[Dataset entries]

=======

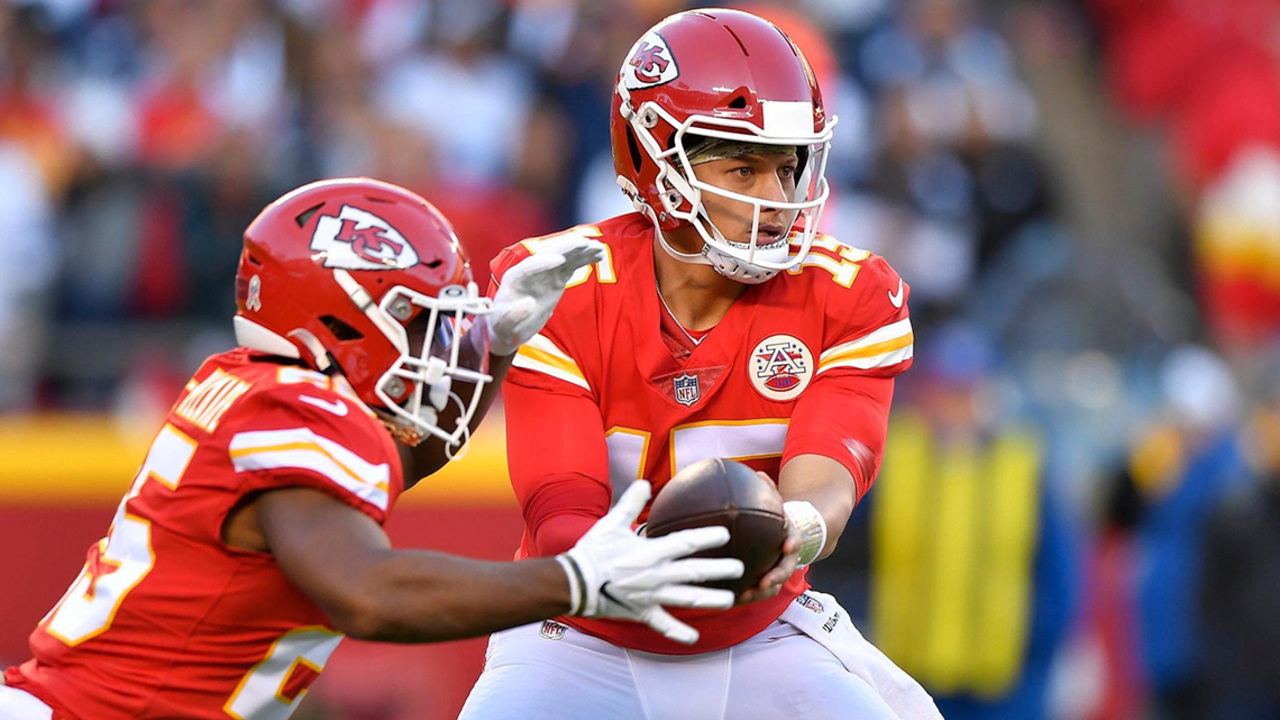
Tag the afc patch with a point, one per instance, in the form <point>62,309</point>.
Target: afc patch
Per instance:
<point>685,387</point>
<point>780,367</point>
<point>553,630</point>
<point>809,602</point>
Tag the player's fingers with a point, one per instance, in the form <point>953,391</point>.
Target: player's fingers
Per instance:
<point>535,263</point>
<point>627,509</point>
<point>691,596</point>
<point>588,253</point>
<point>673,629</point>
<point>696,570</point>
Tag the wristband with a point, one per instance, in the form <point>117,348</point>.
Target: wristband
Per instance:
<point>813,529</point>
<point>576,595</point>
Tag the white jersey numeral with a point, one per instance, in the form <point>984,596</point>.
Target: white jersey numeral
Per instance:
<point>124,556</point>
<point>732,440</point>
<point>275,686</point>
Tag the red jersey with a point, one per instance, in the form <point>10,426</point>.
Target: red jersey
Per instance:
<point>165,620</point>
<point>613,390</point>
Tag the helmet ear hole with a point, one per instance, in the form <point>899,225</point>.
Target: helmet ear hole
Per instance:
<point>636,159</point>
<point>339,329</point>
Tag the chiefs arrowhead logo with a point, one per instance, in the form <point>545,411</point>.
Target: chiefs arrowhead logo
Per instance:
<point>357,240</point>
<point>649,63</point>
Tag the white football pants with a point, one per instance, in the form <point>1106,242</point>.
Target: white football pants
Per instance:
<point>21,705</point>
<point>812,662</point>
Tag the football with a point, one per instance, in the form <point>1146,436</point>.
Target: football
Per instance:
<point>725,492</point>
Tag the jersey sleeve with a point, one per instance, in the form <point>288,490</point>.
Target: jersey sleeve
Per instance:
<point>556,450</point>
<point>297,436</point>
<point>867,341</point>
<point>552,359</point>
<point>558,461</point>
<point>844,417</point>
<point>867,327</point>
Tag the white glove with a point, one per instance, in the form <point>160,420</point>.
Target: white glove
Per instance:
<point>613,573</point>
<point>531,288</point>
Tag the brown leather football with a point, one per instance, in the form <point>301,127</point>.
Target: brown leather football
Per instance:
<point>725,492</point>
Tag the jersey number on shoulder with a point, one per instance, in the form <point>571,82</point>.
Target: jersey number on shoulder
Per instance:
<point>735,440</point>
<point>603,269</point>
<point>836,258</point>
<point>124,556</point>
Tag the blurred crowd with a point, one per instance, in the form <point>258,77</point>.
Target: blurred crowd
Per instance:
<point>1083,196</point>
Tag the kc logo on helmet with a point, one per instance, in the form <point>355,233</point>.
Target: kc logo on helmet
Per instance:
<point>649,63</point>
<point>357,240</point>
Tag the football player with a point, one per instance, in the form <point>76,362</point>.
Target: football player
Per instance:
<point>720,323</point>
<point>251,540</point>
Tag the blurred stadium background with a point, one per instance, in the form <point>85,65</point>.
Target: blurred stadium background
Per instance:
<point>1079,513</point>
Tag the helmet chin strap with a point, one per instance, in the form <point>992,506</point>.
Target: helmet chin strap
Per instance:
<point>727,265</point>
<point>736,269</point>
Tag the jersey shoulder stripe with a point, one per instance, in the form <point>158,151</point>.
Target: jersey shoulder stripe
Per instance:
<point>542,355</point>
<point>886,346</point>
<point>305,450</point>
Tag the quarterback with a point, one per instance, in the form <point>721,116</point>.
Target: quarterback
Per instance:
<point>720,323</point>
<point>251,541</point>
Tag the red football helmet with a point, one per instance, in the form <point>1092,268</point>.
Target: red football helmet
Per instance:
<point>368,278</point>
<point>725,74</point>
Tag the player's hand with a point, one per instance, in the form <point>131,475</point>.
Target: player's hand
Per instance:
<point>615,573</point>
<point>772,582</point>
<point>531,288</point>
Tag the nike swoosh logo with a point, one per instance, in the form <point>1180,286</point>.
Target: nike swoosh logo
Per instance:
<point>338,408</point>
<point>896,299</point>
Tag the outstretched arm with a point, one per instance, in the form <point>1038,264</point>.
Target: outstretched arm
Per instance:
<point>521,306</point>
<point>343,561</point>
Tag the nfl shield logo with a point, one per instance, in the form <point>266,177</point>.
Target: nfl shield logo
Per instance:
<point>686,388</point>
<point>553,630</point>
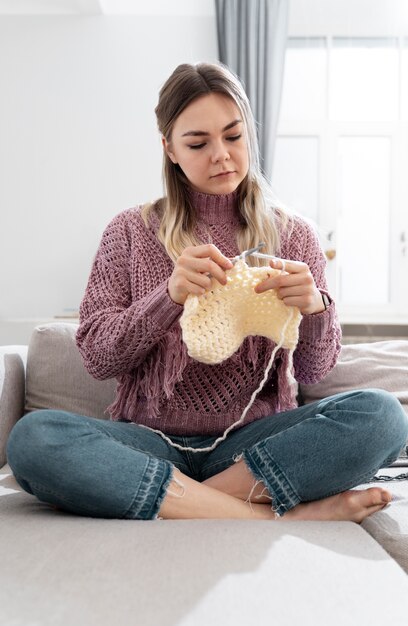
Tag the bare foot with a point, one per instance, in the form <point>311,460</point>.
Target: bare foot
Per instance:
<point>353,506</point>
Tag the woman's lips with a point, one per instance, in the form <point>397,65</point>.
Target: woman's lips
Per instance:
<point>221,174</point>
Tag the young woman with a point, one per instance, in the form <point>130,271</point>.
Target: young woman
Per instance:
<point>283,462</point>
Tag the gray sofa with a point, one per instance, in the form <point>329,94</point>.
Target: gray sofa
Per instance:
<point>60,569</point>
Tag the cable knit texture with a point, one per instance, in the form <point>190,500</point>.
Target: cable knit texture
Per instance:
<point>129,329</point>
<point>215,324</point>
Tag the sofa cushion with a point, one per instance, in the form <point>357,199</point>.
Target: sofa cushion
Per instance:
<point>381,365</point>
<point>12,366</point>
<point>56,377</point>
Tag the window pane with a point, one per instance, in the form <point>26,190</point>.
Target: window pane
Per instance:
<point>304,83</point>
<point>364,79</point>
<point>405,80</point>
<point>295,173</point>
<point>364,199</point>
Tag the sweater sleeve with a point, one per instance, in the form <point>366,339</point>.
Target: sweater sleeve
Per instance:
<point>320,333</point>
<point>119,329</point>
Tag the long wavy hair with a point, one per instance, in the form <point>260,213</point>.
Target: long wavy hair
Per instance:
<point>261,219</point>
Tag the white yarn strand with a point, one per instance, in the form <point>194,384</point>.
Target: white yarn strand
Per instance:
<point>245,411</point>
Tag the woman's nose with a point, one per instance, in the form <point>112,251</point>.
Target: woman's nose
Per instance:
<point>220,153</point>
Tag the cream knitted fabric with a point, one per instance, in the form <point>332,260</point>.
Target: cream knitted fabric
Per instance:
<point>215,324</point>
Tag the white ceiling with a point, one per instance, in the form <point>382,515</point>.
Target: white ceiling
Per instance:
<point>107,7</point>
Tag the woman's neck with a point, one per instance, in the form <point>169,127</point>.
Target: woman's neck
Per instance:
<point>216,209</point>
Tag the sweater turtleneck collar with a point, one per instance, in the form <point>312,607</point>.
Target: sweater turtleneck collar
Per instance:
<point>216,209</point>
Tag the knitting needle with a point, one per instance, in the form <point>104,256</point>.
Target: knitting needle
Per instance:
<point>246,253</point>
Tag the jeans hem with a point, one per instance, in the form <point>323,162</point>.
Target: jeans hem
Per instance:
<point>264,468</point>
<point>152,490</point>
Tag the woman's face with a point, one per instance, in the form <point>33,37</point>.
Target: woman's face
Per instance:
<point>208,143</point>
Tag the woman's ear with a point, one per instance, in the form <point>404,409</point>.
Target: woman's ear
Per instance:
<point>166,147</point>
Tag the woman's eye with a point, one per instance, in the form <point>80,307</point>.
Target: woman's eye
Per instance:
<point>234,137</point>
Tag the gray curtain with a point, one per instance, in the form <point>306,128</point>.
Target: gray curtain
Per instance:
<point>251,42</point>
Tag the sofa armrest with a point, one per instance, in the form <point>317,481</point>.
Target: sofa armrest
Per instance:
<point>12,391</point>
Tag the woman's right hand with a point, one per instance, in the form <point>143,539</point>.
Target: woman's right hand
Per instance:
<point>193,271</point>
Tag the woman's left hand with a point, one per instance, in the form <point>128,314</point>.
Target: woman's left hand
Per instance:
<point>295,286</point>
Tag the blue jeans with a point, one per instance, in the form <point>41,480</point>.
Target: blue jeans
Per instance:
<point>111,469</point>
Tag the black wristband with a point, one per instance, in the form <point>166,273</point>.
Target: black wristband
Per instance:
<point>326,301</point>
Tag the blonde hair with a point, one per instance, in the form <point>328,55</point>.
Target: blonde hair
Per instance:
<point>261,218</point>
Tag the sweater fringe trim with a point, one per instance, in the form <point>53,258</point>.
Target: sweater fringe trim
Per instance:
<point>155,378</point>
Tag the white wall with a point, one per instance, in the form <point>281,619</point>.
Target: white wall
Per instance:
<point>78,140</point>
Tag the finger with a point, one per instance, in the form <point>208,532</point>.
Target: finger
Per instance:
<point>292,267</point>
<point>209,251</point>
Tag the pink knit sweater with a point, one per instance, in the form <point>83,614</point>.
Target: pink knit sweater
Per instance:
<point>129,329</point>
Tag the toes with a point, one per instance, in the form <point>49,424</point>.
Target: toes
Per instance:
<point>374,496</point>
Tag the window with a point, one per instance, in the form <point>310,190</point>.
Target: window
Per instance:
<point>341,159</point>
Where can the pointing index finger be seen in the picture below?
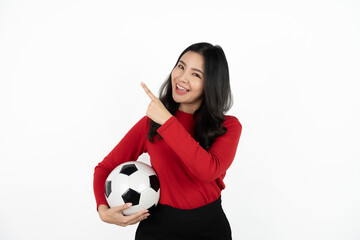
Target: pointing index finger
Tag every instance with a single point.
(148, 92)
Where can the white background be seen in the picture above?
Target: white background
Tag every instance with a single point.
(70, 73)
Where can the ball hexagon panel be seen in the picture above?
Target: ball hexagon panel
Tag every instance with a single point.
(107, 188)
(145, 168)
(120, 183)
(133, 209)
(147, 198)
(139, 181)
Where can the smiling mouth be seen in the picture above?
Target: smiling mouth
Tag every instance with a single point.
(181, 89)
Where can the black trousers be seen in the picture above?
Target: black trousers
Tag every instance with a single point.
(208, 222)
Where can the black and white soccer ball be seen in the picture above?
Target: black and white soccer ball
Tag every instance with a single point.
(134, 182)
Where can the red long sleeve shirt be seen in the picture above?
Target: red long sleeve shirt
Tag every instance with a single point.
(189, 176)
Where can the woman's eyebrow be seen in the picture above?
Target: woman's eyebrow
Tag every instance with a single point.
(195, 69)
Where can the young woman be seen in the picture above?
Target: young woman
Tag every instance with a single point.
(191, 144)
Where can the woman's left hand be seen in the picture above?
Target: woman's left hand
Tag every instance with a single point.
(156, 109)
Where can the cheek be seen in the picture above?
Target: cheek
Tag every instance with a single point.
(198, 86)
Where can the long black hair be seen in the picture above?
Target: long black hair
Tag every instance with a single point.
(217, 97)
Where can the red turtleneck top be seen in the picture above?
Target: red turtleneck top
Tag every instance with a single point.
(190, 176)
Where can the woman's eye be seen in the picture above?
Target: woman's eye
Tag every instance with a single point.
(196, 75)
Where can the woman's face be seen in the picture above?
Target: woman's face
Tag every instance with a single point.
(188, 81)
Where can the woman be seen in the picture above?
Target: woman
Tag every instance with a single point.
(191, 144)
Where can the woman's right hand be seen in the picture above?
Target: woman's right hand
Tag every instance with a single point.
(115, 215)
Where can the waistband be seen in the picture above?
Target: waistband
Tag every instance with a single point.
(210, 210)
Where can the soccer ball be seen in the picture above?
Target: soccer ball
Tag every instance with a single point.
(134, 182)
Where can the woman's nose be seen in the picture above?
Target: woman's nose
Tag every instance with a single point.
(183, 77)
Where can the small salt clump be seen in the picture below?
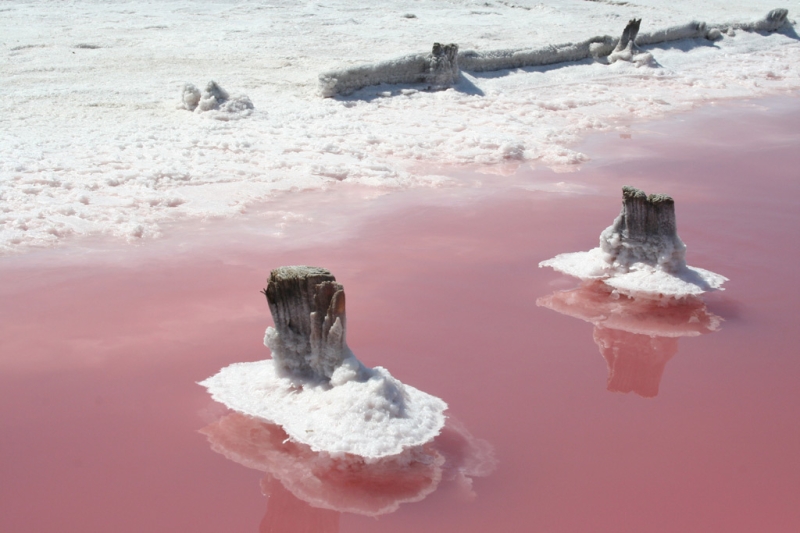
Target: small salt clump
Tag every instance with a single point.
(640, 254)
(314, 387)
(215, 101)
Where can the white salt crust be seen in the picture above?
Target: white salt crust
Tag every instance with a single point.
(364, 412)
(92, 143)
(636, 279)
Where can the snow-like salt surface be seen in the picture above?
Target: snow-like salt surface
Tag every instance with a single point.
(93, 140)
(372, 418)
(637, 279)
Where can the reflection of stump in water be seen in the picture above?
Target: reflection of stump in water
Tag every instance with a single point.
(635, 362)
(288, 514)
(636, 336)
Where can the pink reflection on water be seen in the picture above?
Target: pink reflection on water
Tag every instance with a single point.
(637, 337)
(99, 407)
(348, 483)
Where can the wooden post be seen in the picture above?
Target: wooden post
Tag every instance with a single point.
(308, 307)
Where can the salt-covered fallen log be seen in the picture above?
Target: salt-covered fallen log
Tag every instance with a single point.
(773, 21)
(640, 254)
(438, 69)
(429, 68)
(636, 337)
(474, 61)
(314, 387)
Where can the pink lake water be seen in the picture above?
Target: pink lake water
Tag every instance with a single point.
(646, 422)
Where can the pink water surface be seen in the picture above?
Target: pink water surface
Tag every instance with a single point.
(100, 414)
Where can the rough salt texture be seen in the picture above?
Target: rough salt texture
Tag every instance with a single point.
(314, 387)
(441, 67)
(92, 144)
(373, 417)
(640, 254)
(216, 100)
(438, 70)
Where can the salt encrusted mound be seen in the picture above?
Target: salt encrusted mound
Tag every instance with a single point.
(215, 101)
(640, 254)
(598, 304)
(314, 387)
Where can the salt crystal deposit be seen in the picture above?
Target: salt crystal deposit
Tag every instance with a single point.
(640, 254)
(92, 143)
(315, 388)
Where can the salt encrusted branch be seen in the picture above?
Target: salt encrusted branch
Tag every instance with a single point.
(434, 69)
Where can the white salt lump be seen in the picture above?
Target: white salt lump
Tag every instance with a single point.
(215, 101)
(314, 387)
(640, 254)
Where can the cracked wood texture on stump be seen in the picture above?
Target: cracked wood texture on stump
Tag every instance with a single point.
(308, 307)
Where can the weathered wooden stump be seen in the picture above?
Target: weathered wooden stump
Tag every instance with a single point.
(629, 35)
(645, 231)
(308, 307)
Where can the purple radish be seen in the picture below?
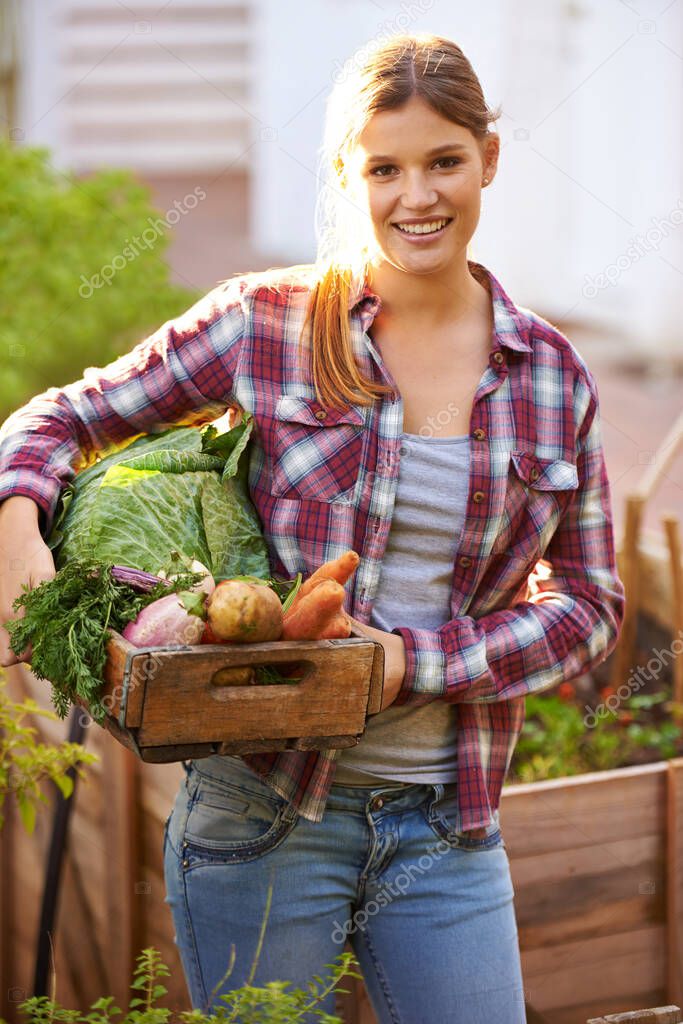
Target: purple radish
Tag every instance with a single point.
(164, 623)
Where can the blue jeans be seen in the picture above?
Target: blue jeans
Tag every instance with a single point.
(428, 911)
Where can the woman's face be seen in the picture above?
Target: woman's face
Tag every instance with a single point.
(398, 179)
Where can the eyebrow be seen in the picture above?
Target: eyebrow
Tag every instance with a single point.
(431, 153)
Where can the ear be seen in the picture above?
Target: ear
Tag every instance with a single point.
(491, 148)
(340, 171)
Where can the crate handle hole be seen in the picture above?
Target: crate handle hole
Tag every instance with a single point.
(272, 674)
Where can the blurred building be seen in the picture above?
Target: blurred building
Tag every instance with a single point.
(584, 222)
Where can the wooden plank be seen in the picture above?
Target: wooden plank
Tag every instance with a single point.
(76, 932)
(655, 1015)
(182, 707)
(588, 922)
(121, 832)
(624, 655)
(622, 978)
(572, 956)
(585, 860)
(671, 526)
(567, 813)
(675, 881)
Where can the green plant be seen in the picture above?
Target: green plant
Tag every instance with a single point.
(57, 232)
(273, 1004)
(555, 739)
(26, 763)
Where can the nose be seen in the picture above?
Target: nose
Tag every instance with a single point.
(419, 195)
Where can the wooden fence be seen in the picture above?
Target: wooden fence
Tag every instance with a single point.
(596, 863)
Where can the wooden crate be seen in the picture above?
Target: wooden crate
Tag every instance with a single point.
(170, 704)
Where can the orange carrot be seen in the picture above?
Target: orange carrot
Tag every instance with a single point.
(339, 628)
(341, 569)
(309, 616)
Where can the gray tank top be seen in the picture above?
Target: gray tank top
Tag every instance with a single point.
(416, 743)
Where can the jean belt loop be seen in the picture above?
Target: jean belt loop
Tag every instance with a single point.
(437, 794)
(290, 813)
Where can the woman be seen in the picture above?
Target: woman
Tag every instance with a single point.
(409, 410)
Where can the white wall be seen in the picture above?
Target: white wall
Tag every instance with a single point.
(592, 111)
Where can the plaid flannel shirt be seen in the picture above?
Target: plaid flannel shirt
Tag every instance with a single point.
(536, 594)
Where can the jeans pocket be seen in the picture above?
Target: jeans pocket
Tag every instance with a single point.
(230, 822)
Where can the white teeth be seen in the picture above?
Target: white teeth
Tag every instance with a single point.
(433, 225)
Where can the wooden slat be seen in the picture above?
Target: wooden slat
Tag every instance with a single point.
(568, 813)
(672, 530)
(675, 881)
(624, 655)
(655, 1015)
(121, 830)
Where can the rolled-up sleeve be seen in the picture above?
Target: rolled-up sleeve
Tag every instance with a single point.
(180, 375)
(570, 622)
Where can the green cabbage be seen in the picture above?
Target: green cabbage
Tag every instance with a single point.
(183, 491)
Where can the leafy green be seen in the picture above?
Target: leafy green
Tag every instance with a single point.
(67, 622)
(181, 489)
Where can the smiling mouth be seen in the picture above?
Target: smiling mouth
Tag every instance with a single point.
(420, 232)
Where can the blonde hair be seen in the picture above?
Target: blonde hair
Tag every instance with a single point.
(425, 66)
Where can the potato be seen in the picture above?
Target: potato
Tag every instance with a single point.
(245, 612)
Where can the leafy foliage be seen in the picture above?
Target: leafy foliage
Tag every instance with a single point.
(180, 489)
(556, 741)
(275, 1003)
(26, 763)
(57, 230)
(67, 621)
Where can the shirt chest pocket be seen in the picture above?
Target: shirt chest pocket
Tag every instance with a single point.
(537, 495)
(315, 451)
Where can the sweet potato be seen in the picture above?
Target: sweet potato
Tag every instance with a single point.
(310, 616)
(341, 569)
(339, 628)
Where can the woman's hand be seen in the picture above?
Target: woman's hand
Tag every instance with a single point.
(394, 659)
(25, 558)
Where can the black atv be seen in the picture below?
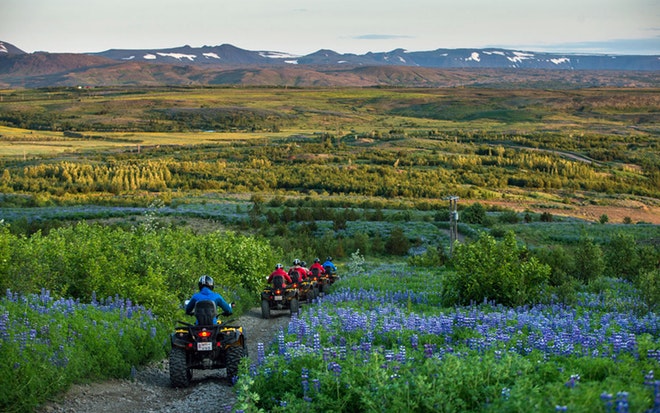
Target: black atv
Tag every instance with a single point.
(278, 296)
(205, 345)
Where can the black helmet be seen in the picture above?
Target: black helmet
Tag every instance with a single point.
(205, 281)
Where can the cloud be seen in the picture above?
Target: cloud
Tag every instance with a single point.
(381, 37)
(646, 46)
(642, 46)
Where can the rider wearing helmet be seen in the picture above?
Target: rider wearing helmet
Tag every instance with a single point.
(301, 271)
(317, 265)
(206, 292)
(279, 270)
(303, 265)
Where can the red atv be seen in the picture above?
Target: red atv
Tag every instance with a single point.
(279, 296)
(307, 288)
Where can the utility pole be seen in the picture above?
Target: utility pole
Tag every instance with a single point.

=======

Turn everything in the records from the line containing "Tag the nike" down to the line containing "<point>56,377</point>", both included, into a numbered list with blank lines dropped. Leave the pictures out.

1. Tag the nike swoosh logo with a point, one per instance, in the form <point>1180,286</point>.
2. Target: nike swoosh logo
3. Per instance:
4. <point>338,408</point>
5. <point>896,299</point>
6. Tag the outstretched arm with a point, one per instance, in the form <point>1038,264</point>.
7. Target: outstretched arm
8. Per instance:
9. <point>521,306</point>
10. <point>343,561</point>
11. Tag the nfl shield logo with a point, one per instance, in the form <point>266,177</point>.
12. Target: nfl shield logo
13. Per instance:
14. <point>686,388</point>
15. <point>553,630</point>
16. Tag the bare foot with a point, one per instance, in the form <point>311,460</point>.
17. Target: bare foot
18. Per instance:
19. <point>353,506</point>
20. Tag the woman's lips with a point, one per instance, in the form <point>397,65</point>.
21. Target: woman's lips
22. Per instance:
23. <point>221,174</point>
24. Tag the young woman with a point, one per instance, in the form <point>130,271</point>.
25. Target: young woman
26. Per instance:
27. <point>283,462</point>
28. Tag the gray sofa with a point, one per instance, in the form <point>329,94</point>.
29. Target: gray sofa
30. Per instance:
31. <point>60,569</point>
32. Tag the cable knit texture with a point, one per instance, in the form <point>190,500</point>.
33. Target: cable knit texture
34. Per instance:
35. <point>129,329</point>
36. <point>215,324</point>
37. Tag the sofa cushion with a point, one per instance, in the form <point>357,199</point>.
38. Target: sofa cushion
39. Per instance:
40. <point>381,365</point>
41. <point>12,366</point>
42. <point>56,377</point>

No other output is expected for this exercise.